### Objective
Everything from the line with "the white upper" to the end of the data should be restated word for word, and nothing before it.

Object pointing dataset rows
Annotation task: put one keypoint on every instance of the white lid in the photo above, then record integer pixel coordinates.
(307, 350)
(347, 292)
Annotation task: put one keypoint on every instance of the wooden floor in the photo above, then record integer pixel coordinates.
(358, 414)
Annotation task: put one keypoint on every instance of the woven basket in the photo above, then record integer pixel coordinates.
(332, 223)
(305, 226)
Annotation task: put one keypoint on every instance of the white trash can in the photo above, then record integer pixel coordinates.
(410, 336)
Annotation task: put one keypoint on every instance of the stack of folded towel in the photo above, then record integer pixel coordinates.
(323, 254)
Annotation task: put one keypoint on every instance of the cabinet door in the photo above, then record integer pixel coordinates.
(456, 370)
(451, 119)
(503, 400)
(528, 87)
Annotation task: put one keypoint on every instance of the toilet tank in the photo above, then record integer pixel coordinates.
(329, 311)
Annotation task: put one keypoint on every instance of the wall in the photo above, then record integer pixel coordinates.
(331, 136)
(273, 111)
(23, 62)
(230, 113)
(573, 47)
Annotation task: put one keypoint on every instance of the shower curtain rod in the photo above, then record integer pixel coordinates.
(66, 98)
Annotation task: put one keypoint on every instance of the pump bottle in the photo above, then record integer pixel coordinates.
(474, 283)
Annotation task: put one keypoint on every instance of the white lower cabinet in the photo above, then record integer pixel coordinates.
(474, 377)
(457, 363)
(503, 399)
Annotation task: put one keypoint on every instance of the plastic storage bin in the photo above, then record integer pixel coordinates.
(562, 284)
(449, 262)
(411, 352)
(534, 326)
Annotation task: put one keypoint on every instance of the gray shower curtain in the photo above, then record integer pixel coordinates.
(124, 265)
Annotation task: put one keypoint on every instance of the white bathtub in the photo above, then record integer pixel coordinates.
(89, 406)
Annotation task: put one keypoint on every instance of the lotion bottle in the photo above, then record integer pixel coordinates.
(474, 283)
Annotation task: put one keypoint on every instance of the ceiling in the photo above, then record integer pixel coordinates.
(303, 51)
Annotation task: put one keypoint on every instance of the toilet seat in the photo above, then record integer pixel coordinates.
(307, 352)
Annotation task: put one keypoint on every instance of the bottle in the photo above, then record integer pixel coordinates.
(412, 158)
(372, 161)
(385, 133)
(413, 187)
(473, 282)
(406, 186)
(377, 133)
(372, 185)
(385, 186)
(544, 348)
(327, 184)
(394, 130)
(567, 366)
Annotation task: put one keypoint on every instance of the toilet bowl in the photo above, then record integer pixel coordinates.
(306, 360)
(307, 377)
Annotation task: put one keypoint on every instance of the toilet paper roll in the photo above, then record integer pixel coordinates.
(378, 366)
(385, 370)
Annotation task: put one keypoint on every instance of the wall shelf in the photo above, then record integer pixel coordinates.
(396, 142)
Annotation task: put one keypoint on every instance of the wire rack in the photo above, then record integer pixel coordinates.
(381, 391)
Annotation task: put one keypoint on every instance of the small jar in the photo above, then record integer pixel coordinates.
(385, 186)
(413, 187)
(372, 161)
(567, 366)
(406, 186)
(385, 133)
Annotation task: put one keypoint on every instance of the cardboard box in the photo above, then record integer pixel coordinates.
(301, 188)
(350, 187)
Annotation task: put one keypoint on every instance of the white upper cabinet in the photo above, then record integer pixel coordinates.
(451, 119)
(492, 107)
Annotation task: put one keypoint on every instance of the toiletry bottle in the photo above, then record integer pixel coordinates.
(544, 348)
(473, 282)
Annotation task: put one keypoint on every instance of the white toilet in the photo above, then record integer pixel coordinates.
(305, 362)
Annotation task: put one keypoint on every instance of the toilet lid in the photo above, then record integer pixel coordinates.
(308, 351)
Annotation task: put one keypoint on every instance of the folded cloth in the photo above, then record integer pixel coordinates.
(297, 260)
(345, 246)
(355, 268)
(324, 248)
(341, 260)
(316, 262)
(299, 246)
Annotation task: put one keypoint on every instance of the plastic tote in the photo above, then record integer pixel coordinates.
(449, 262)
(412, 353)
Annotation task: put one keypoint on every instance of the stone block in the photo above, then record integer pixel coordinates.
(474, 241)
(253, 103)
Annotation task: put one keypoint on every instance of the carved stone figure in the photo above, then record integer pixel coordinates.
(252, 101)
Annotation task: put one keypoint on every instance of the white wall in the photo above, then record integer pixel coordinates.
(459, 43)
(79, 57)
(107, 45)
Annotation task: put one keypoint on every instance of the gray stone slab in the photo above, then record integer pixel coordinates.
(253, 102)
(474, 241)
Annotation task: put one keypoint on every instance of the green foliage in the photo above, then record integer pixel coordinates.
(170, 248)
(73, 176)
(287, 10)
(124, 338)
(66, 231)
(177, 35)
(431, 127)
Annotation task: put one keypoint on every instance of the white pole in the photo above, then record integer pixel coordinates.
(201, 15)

### Solved exercise
Annotation task: put one keypoint on every instance of the white upper cabinet in the photo above, then record integer pixel coordinates.
(451, 119)
(492, 107)
Annotation task: put one keypoint on every instance of the toiletry bottle in the photo above, then record integer pixel coordinates.
(544, 348)
(473, 282)
Annotation task: put one keypoint on every instance of the white toilet in the photo above, then record integer pixel coordinates.
(305, 362)
Annotation task: put one keypoint on every instance of the toilet lid in the photo above, then record integer pixel coordinates.
(308, 351)
Annotation task: put one keypoint on every instance of the folded cloth in the photo above, then record integer pixel coordinates.
(297, 260)
(345, 246)
(355, 268)
(324, 248)
(341, 260)
(316, 262)
(299, 246)
Annotation task: put one keypoint on every instance of the plastic tote in the photo above, then record integer pixel coordinates.
(449, 262)
(412, 353)
Annotation task: put one keypoint on every instance of the stone block in the photo above, then record integer pixel coordinates.
(474, 241)
(253, 103)
Annotation task: put one keypoint on every instance of the carved stone figure in the photo above, then record integer pixel coordinates.
(252, 101)
Annotation task: put one keypoint on every instance of the white wall in the photo above, then record integer pixel coordinates.
(459, 43)
(79, 57)
(107, 45)
Annotation task: put one keypoint on every instance of the gray stone slab in the photo above, then record integer pixel coordinates.
(253, 102)
(474, 241)
Annotation task: put one keypoint on every instance of the green foliage in the photo above, then record integer pixel coordinates.
(170, 248)
(73, 176)
(287, 10)
(124, 338)
(66, 231)
(177, 35)
(431, 127)
Annotation task: put one keypoint on every instance of the white pole in the photo above, then record integer pixel coordinates.
(201, 15)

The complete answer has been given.